**Tasks and exercises:**
(A) From the text on John Hyten, list every command or unit that it says he commanded.
(B) Pick out every line of the records containing the string "tree" and copy each one. Case counts.

**Quoted text:**
· · · ·
John Earl Hyten (born July 18, 1959) is a retired United States Air Force general who served as the 11th vice chairman of the Joint Chiefs of Staff from 2019 to 2021. A career space operations and acquisitions officer, he commanded the United States Strategic Command from 2016 to 2019 and the Air Force Space Command from 2014 to 2016.

Hyten was born in Torrance, California. After graduating from Harvard University, he received his commission into the U.S. Air Force in 1981. He started his military career in engineering jobs, then went into space and missile operations. He commanded the 6th Space Operations Squadron, 595th Space Group, and 50th Space Wing.

After retiring, Hyten joined Blue Origin as a strategic advisor.
· · · ·
**Given entries:**
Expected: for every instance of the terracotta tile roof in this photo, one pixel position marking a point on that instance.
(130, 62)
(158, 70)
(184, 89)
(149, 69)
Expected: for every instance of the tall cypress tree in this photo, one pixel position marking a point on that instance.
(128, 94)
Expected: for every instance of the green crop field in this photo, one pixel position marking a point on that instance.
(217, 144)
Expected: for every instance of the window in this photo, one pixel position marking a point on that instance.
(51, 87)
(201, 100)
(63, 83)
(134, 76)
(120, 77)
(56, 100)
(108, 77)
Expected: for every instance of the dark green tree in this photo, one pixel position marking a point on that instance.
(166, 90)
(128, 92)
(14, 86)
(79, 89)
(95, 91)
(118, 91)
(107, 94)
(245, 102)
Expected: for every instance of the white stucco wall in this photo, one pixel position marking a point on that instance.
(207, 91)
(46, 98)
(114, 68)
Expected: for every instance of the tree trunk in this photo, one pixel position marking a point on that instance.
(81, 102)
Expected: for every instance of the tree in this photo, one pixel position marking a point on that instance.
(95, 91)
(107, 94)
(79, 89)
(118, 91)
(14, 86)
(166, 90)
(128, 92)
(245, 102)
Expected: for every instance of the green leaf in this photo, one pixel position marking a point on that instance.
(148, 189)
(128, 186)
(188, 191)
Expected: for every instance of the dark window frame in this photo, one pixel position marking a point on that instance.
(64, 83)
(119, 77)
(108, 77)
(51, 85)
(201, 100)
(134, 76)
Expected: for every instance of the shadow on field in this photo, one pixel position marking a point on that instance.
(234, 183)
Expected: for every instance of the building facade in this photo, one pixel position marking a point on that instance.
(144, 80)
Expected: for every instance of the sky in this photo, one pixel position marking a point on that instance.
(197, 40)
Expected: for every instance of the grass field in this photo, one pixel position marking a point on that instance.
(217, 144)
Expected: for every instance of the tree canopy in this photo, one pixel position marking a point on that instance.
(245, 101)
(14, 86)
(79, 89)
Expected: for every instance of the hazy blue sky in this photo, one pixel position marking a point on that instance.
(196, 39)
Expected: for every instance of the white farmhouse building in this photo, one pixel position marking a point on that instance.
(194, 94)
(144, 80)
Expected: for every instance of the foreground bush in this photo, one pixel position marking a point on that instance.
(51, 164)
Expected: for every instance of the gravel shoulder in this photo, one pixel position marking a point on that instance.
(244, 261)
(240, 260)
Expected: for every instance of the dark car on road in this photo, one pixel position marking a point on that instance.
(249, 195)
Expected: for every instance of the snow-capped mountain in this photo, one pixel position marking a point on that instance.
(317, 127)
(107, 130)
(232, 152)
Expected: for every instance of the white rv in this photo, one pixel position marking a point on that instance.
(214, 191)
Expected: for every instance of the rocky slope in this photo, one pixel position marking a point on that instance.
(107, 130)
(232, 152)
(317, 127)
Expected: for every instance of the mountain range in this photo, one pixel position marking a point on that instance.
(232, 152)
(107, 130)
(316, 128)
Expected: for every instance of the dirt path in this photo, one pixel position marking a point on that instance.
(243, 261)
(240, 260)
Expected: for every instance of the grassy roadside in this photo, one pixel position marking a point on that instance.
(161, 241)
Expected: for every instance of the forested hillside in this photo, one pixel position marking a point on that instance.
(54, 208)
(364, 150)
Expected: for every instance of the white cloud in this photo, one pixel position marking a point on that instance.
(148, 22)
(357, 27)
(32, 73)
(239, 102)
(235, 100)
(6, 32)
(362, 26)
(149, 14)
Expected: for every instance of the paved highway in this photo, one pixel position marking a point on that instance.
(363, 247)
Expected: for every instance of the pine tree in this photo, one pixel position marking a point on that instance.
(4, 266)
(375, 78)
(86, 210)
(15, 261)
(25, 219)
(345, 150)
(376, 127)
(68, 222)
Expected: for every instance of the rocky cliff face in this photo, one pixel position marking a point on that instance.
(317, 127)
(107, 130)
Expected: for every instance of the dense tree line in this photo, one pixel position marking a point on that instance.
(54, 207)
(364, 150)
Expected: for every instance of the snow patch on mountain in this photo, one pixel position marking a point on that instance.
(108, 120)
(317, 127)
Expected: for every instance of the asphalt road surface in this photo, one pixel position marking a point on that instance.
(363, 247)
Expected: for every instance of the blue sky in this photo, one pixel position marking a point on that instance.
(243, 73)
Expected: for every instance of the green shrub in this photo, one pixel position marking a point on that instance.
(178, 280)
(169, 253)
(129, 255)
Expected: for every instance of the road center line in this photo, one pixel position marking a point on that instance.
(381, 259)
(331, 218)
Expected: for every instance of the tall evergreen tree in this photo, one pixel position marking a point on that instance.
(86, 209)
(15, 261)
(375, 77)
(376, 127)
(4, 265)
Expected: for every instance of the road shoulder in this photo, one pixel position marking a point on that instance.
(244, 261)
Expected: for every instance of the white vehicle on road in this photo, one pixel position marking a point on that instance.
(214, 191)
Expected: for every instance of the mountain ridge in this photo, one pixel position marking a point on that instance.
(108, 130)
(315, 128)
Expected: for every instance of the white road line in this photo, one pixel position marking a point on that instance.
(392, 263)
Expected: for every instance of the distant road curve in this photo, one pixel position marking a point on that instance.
· · · ·
**Results by task:**
(A)
United States Strategic Command
Air Force Space Command
6th Space Operations Squadron
595th Space Group
50th Space Wing

(B)
Expected: for every instance of the tall cypress tree in this photo, one pixel position marking a point on that instance.
Expected: for every instance of the dark green tree in this photo, one pixel position marking a point on that instance.
Expected: for every instance of the tree trunk in this photo, one pixel position marking a point on that instance.
Expected: for every instance of the tree in this photo, one pixel position marking a point on that instance.
Expected: for every instance of the tree canopy in this photo, one pixel position marking a point on that instance.
Expected: for every instance of the pine tree in this photo, one pixel position marking a point on that instance.
Expected: for every instance of the dense tree line in this photo, one pixel position marking a point on that instance.
Expected: for every instance of the tall evergreen tree in this photo, one pixel position marking a point on that instance.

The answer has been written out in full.